**Stated problem A**
In the linen history text, condense the paragraph that begins "Archeological evidence, based on wall paintings" into a short bulleted list that keeps its main facts.
**Stated problem B**
Pick up the linen history text after its final sentence and extend it.

**Excerpt to read**

::::

Threads That Bind: Linen
Anne Henninger, 1st Maryland Regiment
The origins of the cultivation of flax and the waving of linen are lost in pre-history, but evidence places these fibers among the oldest textiles known to man. The production of linen reached a high stage of perfection 6,000 years ago.
Archeological evidence, based on wall paintings illustrating spinning and weaving, suggests linen was woven in Egypt as early as 4,000 BCE Mummies of pharaohs and nobles of the Egyptian court were wrapped in linen much finer than any woven today, with thread counts as high as 540 threads to the inch. Some of the linen cloth found in Egyptian tombs is sixty inches wide and over six feet long.

::::

**Position annotation records**
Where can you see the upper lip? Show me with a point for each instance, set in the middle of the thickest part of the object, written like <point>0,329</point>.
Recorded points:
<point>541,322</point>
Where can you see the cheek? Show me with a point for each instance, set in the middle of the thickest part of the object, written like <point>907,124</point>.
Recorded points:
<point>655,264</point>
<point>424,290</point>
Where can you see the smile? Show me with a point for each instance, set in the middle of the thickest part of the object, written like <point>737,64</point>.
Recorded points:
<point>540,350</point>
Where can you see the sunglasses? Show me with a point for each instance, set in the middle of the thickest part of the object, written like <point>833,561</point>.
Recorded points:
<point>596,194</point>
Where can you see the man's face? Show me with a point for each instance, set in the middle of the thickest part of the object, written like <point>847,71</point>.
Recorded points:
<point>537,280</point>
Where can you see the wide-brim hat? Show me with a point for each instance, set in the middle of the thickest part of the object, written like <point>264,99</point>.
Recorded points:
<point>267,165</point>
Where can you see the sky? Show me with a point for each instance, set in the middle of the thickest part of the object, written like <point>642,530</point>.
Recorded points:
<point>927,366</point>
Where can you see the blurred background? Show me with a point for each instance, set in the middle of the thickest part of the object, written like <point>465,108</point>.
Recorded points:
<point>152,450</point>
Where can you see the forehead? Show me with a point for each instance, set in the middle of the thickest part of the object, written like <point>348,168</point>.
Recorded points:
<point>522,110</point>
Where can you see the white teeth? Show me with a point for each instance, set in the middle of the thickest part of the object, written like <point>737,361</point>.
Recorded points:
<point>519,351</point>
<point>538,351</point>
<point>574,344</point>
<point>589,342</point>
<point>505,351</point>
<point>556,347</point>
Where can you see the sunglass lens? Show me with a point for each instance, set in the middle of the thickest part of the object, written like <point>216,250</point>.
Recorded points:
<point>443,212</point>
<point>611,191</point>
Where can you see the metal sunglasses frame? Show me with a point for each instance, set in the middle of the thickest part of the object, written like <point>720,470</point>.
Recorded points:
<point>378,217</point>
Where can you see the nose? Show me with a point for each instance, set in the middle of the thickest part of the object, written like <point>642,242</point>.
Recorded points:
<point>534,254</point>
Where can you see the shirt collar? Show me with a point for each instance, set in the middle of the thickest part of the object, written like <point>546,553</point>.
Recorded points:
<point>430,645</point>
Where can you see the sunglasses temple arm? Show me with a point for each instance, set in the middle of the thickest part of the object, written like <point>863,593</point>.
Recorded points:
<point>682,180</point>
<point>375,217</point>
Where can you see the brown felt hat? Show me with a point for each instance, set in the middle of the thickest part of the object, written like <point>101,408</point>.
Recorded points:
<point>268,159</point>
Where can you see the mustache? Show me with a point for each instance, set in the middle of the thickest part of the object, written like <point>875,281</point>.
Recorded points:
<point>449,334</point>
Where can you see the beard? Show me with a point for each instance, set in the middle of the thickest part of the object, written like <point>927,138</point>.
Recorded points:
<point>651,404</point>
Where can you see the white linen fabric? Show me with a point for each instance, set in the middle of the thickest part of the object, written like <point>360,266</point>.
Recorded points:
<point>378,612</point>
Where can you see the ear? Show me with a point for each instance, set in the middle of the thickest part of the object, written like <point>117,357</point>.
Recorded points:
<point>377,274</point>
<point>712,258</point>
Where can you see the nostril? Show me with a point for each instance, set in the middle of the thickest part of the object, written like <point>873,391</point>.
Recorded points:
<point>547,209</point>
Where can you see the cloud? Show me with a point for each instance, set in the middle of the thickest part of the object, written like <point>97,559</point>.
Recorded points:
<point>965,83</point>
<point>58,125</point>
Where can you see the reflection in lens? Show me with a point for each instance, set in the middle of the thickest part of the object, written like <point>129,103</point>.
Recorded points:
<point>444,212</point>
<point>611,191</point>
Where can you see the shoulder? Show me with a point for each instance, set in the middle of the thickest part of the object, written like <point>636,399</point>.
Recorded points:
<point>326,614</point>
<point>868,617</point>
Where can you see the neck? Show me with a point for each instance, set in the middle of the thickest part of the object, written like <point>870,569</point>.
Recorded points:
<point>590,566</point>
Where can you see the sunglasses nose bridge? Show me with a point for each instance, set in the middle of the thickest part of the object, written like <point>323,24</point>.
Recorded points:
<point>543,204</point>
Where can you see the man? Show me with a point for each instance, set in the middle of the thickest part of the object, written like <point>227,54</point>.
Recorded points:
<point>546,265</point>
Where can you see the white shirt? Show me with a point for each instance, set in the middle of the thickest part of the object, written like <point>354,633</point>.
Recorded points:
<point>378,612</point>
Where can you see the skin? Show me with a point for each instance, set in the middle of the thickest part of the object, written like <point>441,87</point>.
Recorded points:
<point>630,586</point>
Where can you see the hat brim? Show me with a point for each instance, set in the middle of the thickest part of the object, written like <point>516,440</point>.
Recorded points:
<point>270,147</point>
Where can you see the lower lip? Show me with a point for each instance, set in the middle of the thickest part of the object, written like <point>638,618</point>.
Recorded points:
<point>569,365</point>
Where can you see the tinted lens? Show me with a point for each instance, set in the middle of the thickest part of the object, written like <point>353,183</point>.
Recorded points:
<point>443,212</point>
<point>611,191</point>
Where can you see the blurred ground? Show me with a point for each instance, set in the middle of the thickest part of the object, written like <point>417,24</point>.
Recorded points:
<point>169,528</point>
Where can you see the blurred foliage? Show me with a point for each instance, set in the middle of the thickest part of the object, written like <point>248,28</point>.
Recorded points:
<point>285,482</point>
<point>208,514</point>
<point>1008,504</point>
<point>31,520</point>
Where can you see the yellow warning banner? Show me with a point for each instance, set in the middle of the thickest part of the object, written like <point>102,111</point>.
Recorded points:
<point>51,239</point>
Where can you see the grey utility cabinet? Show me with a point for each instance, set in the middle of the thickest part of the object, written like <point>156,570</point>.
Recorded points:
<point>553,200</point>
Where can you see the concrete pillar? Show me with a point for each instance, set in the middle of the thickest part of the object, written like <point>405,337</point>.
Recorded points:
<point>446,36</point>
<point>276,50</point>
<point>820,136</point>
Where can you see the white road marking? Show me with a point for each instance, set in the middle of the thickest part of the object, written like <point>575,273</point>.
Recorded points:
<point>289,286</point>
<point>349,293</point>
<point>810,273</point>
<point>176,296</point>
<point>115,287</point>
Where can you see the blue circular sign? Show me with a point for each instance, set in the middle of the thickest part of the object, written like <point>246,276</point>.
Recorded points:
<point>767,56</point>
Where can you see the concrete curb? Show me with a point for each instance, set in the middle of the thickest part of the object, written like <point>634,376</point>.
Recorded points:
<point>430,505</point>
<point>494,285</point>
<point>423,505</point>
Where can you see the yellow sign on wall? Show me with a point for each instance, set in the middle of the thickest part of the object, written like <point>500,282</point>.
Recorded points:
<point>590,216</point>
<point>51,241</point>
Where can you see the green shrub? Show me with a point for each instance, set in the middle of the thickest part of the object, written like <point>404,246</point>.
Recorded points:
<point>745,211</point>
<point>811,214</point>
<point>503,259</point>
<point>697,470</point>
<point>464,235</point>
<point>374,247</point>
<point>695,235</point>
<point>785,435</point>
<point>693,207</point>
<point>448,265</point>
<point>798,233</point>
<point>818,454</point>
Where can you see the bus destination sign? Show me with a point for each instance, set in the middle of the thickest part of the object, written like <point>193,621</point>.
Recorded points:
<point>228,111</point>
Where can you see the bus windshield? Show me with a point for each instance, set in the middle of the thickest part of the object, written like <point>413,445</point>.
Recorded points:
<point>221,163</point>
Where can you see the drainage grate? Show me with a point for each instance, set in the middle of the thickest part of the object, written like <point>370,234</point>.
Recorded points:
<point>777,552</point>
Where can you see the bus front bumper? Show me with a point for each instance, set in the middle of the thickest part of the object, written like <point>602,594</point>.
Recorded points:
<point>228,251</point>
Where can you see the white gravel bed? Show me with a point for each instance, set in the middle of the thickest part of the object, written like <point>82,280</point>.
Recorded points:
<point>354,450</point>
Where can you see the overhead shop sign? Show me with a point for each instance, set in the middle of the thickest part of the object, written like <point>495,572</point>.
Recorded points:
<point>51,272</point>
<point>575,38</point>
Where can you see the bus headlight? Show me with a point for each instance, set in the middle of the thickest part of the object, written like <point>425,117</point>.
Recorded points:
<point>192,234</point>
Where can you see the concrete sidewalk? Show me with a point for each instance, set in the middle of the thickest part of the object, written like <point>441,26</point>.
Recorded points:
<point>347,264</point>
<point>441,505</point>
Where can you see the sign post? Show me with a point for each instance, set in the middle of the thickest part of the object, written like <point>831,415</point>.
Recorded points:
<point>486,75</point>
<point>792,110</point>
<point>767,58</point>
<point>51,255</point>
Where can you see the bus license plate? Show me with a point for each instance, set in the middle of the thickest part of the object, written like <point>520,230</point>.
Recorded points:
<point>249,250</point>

::::

**Response A**
- Wall paintings of spinning and weaving suggest linen was woven in Egypt as early as 4,000 BCE.
- Pharaohs and nobles of the Egyptian court were mummified in linen finer than any woven today, with up to 540 threads to the inch.
- Some linen cloth found in Egyptian tombs is sixty inches wide and more than six feet long.

**Response B**
"Linen fish nets and the earliest surviving linen textiles in Europe were used by the neolithic Swiss Lake Dwellers of the Stone Age at sites dated about 2940 BCE Among the artifacts found at these sites have been bundles of flax, spun linen yarn, and fragments of linen fabric." 1
Numerous references to linen are found in the Bible and surviving "Greek and Roman records also show that linen was of profound economic importance."2 Phoenician traders were responsible for carrying linen to other parts of the world. By the 14th century the process of making linen, which was eventually carried to the American colonies, was already in place.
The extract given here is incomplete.